## [Problems to solve]
A) Quote the stretch of the Court of Appeals case commentary from "Observations: This is" through "Bellamy’s Gift Agreement.".
B) Extend the commentary on the charitable gift lawsuit from the point where it stops.

## [Extract to read]
Observations: This is a published Court of Appeals case, which carries with it, precedential weight, which means other courts must follow it. However, the decision does leave a few lingering questions:

  • (i) No explanation was provided by the Court if the Attorney General had been requested by Glassic, but declined, to bring the lawsuit against UofM to enforce the terms of Professor Bellamy’s Gift Agreement.
  • (ii) I support the Court’s finding that the Trustee possessed the right to file a lawsuit to enforce the terms of Professor Bellamy’s charitable gift. However, I still find it confusing that the express language of the Trust Code, which provides that the settlor’s fiduciary may not exercise the settlor’s right to enforce the charitable trust was apparently trumped by the trustee’s duties to carry out the settlor’s intentions (which always would seem to be the case) and the Pollack case result that trustees always have a special right under the standing statute.

## [Excerpted records]
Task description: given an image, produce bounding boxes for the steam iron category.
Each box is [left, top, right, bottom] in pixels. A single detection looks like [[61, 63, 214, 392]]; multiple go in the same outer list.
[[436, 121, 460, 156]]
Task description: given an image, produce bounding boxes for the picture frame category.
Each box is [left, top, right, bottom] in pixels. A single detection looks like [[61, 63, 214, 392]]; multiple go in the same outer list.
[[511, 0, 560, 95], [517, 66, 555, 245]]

## [Per-task answers]
A)
Observations: This is a published Court of Appeals case, which carries with it, precedential weight, which means other courts must follow it. However, the decision does leave a few lingering questions:

  • (i) No explanation was provided by the Court if the Attorney General had been requested by Glassic, but declined, to bring the lawsuit against UofM to enforce the terms of Professor Bellamy’s Gift Agreement.

B)
  • (iii) Initially I thought that the Court’s decision was based on an interpretation that the prohibited fiduciary was UofM, which was charged to apply Professor Bellamy’s bequest for the specified purpose by creating a charitable trust to carry out that purpose, and thus UofM was the trustee prohibited from standing to enforce the terms under MCL 700.7405(3). However, the intent of the Legislature seems to be that the settlor intended in the statute, in this situation, was not UofM but Professor Bellamy, such that Glassic. Bellamy’s fiduciary, was intended by the Legislature to not have standing and that legal standing, by default under the statute, was solely with the Attorney General.

Conclusion: I am probably wrong in this interpretation, but it seems to me that the Pollack trustee-has-special-interest, as interpreted by the Court in Bellamy, is sufficient to claim legal standing to enforce a charitable trust, and in effect judicially re-writes MCL 700.7405(3)(b) that states that the settlor’s fiduciary-trustee does not have legal standing to enforce the charitable trust.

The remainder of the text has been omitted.